From the line containing "Target: white balcony spindle" through the last line of the records below, output every line exactly as it appears, but leave out the pictures.

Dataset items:
------------------------------------------------------------------------
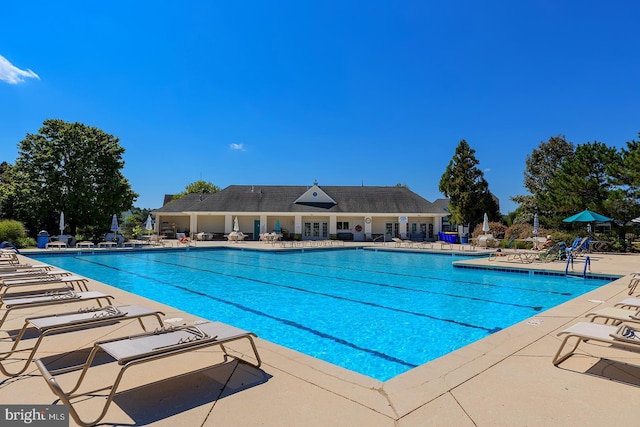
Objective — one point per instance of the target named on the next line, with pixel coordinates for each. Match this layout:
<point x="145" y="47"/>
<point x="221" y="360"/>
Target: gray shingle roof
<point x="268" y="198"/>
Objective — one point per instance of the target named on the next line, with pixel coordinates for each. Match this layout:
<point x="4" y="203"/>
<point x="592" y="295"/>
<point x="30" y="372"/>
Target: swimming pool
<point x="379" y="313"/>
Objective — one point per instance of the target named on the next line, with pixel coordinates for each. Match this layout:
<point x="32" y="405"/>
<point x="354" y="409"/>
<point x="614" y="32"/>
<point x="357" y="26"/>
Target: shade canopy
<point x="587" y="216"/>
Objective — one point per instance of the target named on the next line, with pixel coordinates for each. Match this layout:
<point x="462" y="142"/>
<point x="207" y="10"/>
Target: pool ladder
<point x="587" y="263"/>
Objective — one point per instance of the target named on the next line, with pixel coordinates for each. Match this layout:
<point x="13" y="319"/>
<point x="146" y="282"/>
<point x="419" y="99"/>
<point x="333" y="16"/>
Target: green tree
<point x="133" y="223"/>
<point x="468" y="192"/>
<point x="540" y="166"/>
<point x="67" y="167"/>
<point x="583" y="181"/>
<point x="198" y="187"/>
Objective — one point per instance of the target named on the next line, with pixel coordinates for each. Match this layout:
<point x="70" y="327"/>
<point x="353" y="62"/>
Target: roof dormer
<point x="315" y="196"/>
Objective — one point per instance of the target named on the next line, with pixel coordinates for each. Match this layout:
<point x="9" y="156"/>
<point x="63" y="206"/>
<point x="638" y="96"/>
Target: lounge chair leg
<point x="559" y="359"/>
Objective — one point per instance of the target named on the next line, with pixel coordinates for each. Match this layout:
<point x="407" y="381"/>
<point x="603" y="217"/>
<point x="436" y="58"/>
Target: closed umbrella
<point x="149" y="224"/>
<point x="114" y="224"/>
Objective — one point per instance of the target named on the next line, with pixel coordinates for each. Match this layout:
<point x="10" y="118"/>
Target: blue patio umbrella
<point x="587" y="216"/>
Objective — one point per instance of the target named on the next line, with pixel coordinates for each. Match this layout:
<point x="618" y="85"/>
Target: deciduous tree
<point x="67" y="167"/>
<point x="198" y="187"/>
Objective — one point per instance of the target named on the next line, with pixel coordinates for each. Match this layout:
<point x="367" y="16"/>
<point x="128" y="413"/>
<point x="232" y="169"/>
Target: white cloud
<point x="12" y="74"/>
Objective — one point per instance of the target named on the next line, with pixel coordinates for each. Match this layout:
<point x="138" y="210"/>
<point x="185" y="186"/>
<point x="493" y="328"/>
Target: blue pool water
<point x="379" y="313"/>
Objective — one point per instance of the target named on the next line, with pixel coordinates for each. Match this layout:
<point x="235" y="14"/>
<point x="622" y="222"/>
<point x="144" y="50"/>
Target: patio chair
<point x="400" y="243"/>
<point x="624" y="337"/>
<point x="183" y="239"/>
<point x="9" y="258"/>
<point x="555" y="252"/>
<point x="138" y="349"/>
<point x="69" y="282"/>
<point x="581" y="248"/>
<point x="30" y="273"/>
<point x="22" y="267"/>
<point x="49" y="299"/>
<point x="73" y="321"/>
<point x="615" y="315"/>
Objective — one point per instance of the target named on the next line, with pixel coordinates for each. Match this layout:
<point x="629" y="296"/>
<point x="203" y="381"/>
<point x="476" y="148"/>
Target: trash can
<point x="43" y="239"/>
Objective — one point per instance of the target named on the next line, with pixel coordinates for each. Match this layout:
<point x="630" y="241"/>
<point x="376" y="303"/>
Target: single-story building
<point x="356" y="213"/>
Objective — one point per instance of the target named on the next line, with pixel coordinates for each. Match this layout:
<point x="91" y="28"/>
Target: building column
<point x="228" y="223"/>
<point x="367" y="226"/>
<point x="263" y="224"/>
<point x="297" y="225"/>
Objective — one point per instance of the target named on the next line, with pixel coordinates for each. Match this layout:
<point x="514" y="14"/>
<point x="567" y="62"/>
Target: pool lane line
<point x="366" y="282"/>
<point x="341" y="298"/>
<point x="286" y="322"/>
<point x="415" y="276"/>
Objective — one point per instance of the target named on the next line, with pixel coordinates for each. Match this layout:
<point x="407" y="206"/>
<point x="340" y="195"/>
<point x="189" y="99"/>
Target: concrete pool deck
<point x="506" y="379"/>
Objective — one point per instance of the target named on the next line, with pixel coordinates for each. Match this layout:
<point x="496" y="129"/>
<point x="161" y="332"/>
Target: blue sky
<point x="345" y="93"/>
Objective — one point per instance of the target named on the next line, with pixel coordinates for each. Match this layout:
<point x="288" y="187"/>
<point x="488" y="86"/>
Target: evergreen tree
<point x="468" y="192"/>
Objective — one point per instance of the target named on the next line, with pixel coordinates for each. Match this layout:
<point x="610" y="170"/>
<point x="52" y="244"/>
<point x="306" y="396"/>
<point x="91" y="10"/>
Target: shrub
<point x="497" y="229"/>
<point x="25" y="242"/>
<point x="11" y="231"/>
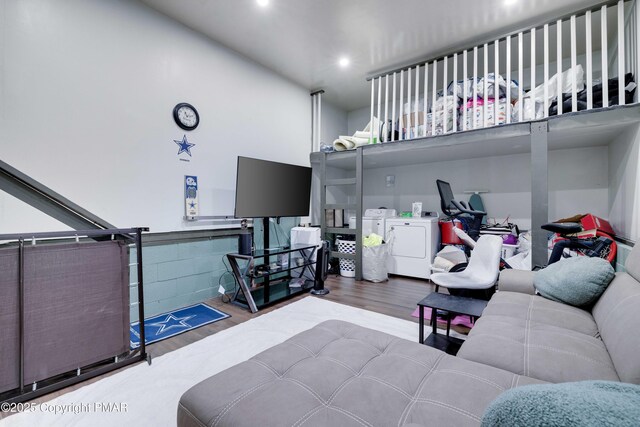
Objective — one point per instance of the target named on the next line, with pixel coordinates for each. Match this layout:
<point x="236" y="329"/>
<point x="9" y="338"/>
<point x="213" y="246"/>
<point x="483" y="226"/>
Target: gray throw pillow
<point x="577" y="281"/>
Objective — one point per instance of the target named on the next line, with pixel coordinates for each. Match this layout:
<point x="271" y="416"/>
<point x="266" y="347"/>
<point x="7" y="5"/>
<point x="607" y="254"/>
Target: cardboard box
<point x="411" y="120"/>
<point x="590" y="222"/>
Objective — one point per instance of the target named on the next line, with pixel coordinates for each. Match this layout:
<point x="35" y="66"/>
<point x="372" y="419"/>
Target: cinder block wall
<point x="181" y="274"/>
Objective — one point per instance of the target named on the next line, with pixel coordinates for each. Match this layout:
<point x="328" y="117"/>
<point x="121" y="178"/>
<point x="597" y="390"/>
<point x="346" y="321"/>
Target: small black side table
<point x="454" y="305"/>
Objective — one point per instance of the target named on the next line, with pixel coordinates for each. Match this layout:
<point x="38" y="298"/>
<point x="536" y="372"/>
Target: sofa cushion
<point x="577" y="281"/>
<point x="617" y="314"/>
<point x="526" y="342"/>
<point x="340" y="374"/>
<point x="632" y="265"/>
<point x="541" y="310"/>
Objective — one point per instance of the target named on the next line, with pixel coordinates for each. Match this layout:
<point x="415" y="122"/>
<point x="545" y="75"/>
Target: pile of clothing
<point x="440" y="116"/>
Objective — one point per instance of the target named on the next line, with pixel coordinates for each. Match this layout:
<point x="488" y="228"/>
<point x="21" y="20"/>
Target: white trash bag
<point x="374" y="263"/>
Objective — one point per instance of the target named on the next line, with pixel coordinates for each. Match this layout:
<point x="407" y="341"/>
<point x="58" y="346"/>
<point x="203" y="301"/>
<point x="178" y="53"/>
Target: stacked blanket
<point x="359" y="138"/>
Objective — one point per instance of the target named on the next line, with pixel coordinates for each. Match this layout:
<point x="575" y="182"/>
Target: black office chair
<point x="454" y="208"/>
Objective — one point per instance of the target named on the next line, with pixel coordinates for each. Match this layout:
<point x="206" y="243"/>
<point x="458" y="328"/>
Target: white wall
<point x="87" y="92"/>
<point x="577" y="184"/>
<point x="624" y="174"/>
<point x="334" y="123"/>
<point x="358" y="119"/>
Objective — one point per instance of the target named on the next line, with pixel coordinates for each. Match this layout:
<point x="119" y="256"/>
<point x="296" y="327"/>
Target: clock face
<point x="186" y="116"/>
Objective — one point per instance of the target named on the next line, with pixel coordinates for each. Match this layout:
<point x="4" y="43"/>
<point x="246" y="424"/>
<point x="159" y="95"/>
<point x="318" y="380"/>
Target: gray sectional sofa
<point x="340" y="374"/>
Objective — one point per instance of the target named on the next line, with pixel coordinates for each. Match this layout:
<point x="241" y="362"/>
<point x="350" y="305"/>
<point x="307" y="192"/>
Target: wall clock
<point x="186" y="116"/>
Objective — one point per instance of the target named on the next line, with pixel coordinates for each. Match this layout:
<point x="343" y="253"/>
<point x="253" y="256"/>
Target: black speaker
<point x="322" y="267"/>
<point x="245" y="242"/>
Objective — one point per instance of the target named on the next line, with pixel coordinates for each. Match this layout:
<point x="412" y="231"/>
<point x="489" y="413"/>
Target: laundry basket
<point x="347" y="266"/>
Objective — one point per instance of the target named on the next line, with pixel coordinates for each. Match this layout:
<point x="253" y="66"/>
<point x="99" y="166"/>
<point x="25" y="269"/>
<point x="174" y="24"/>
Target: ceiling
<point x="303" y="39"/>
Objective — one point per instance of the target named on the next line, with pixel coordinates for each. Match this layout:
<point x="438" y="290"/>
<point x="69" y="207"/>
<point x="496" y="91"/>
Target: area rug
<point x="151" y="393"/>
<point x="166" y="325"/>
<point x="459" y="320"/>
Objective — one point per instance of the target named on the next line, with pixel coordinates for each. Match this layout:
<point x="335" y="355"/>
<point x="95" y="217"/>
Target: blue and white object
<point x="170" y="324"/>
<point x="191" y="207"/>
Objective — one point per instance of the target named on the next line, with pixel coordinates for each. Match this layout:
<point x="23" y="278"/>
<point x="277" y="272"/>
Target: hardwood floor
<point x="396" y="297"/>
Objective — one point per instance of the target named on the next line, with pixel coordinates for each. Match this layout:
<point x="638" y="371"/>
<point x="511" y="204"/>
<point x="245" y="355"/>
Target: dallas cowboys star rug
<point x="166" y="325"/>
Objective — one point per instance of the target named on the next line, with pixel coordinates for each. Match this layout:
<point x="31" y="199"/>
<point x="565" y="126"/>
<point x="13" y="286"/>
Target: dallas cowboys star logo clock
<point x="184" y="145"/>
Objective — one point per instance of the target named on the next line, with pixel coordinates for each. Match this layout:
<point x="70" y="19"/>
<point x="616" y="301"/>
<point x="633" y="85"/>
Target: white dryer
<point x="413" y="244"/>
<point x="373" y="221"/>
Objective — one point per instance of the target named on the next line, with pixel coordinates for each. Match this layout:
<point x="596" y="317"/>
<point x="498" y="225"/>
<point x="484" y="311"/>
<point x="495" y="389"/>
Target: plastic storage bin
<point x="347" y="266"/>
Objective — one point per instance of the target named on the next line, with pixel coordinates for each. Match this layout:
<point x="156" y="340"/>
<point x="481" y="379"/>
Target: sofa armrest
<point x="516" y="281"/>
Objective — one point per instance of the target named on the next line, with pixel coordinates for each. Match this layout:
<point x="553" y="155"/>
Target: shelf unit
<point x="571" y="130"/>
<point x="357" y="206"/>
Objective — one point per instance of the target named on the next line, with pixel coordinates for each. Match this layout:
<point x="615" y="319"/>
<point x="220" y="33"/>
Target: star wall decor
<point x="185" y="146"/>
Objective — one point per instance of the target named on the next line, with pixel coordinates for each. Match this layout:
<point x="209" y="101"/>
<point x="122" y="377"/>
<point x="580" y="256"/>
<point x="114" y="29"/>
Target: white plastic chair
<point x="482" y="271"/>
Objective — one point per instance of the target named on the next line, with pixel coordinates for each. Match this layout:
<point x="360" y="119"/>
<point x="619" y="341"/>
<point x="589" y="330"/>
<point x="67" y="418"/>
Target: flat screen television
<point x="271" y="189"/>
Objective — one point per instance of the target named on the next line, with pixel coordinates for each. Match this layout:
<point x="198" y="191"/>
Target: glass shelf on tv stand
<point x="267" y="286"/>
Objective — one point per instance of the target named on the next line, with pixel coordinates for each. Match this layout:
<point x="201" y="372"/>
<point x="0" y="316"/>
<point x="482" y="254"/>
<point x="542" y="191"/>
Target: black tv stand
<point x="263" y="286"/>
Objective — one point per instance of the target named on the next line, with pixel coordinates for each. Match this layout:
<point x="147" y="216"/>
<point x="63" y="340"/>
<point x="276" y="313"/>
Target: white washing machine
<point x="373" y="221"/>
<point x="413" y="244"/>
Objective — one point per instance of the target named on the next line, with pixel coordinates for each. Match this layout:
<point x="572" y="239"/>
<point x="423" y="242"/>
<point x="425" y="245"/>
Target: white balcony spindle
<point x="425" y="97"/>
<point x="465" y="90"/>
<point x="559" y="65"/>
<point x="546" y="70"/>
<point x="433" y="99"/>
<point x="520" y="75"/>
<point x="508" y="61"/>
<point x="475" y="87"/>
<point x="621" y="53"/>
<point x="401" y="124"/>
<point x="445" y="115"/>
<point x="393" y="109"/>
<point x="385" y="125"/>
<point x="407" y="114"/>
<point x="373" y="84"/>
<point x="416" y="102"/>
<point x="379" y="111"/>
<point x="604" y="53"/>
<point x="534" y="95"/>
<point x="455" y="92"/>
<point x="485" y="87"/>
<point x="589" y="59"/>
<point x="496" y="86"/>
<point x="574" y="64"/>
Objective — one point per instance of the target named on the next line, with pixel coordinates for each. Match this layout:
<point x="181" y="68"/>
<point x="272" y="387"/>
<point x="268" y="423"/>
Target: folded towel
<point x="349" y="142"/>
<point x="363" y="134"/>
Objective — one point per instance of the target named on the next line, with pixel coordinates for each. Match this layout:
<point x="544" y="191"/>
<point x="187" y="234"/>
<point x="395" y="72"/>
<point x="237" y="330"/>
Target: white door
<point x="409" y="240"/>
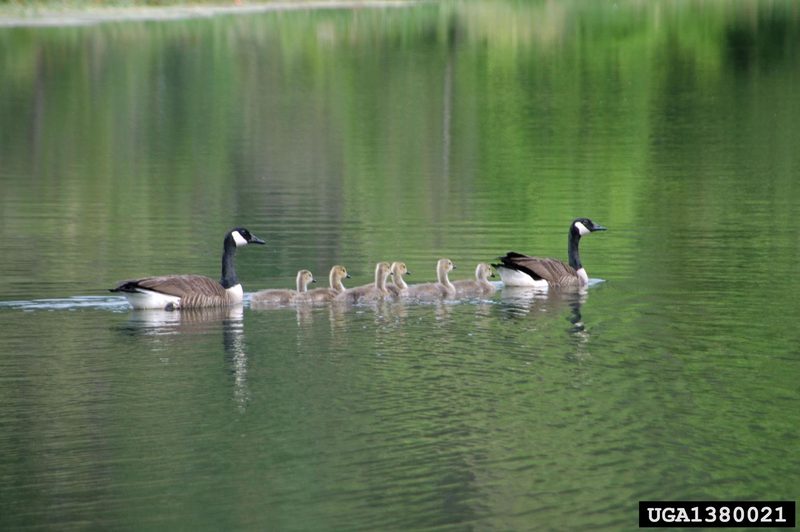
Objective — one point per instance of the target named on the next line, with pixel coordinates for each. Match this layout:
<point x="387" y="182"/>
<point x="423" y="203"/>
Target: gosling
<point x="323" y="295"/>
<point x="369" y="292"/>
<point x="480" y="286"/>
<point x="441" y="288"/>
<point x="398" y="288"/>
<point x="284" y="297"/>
------------------------------------------------------------------------
SOLUTION ::
Target: white balcony spindle
<point x="425" y="97"/>
<point x="465" y="90"/>
<point x="559" y="65"/>
<point x="546" y="70"/>
<point x="433" y="99"/>
<point x="520" y="75"/>
<point x="508" y="61"/>
<point x="475" y="87"/>
<point x="621" y="53"/>
<point x="401" y="124"/>
<point x="445" y="115"/>
<point x="393" y="109"/>
<point x="385" y="125"/>
<point x="407" y="114"/>
<point x="373" y="84"/>
<point x="416" y="102"/>
<point x="379" y="111"/>
<point x="604" y="53"/>
<point x="534" y="95"/>
<point x="455" y="92"/>
<point x="485" y="87"/>
<point x="589" y="59"/>
<point x="496" y="86"/>
<point x="574" y="64"/>
Objective — one point per instance of the target named on the next line, with pixel coordinates for each. Match this layout:
<point x="181" y="68"/>
<point x="272" y="387"/>
<point x="268" y="423"/>
Target: folded towel
<point x="349" y="142"/>
<point x="363" y="134"/>
Objective — one point per instance of the target named on the next line, with pixel coordinates for each. Match this layout:
<point x="544" y="191"/>
<point x="187" y="234"/>
<point x="395" y="72"/>
<point x="237" y="330"/>
Target: white door
<point x="409" y="240"/>
Objective — one point per instance of the target named on the next line, with pixel coordinates for each. Match this layout:
<point x="387" y="182"/>
<point x="423" y="203"/>
Target: gosling
<point x="323" y="295"/>
<point x="369" y="292"/>
<point x="480" y="286"/>
<point x="441" y="288"/>
<point x="398" y="288"/>
<point x="284" y="297"/>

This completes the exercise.